--- Provided passage ---

Field sampling:
Ice samples for primary production measurements were collected mid-morning from 6 stations along the western Antarctic Peninsula in November and December of 2019 on board the R/V Nathaniel B. Palmer along a north-south transect from 64.8°S to 67.8°S. For Stations (Stns) 2 and 3, the ice was "rotten" (sufficiently melted to be disintegrating structurally, present only in small pieces) and collected as an ice-seawater slurry. Small ice chunks were collected directly from the sea surface via a crane-suspended "personnel basket". At the additional 4 stations, sea ice was collected by coring the ice. At Stns 4 and 7, algal samples were collected from internal ice-core layers. Stns 4 and 7 were rafted floes with a flooded internal layer, with Stn 7 > 2500 square meters (m²) in size. Stns 5 and 6 were on landfast sea ice, where the algae were collected from the bottom 10 centimeters (cm) of the ice. At these 4 stations (Stns 4 through 7), ice cores were taken with a 7.5 cm Kovacs corer separated by at least 1 m horizontally. Cores were shaded from direct sunlight, while 5 to 10 cm of the visible algal band at the bottom or middle was sectioned with an ethanol-cleaned saw and placed into acid-washed (10% HCl) containers. Each replicate consisted of either a single core (for 10 cm sections) or pools of two cores (for 5 cm sections).

--- Exercise data ---

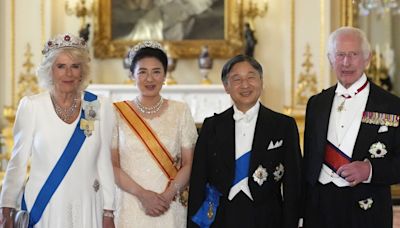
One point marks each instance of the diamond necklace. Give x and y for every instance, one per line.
x=65, y=113
x=149, y=110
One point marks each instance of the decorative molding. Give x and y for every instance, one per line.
x=13, y=101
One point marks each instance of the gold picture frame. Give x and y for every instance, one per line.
x=232, y=43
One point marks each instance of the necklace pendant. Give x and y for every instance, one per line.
x=340, y=107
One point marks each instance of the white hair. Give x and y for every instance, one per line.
x=332, y=40
x=45, y=74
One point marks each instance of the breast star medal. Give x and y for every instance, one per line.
x=341, y=106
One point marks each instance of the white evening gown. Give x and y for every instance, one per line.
x=41, y=134
x=176, y=129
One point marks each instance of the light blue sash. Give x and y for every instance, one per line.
x=59, y=171
x=242, y=168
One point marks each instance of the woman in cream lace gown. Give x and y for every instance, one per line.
x=152, y=148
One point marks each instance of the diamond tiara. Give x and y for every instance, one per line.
x=64, y=40
x=143, y=44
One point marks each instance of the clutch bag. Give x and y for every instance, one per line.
x=205, y=216
x=20, y=219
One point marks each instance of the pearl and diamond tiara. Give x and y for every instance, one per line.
x=62, y=41
x=143, y=44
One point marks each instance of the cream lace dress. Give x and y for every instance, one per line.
x=176, y=129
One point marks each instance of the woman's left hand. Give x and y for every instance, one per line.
x=108, y=222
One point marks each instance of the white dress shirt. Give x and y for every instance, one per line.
x=245, y=124
x=344, y=125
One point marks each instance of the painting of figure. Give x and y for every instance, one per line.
x=171, y=20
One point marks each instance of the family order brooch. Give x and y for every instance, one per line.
x=260, y=175
x=378, y=150
x=96, y=185
x=366, y=203
x=279, y=171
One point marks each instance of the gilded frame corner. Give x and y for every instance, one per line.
x=106, y=47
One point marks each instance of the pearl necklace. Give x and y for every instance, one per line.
x=65, y=113
x=149, y=110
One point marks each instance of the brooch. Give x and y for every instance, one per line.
x=279, y=171
x=378, y=118
x=366, y=203
x=96, y=185
x=377, y=150
x=260, y=175
x=91, y=109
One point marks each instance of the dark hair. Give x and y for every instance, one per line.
x=238, y=59
x=149, y=52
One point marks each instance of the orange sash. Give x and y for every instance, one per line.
x=149, y=138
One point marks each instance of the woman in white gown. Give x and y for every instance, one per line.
x=44, y=126
x=152, y=148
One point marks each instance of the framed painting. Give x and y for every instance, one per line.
x=182, y=26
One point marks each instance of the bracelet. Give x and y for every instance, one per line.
x=109, y=214
x=176, y=186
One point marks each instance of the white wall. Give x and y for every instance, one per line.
x=273, y=50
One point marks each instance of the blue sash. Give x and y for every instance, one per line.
x=205, y=216
x=242, y=168
x=59, y=171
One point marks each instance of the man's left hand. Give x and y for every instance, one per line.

---

**Task description**
Could you pick up the sea-ice sampling methods text and continue it past its final sentence?

**Answer box**
All ice samples were stored in dark, insulated containers for a maximum of 4 hours. On the ship, all ice samples used for primary production measurements were melted in a 3:1 volumetric ratio of melting solution to ice to minimize the effect of the melt on sea-ice communities. The melting solution was a 0.2 micrometer (μm) filtered artificial salt mixture containing three main sea salts plus bicarbonate according to ESAW artificial seawater (3.63 x 10⁻¹ molar (M) NaCl, 4.71 x 10⁻² M MgCl₂.6H₂O, 2.5 x 10⁻² M Na₂SO₄, and 2 x 10⁻³ M NaHCO₃⁻, salinity 35). Additional ice cores collected for ancillary biological measurements were melted in a 1:1 volumetric ratio of melting solution to ice. Melts were conducted in the dark at approximately 20° Celsius (C). To speed the melting process, ice samples were further broken into pieces with acid-washed pickaxes with most ice completely melted within 5 hours. Volume and salinity were measured as soon as the ice was completely melted, with sample temperatures remaining below 0°C. All reported volumes were corrected to the original ice volume.
Pigments:
A subsample of 1:1 melt volume was filtered on 25-millimeter (mm) GF/Fs for pigment analysis by high-performance liquid chromatography (HPLC). Filters were promptly flash-frozen in liquid nitrogen and stored at -80°C until analysis. Reverse-phase high-pressure liquid chromatography was conducted at the University of South Carolina after the method detailed by Pinckney et al. (1998). To estimate the relative abundance of diatoms, Phaeocystis, and cryptophytes (as contribution to Chl a in milligrams per liter (mg L⁻¹)), the respective diagnostic pigments of fucoxanthin, 19' hexanoyloxyfucoxanthin, and alloxanthin were used as in Everitt et al. (1990) and Arrigo et al. (2000). Pigment data was qualitatively confirmed via light microscopy.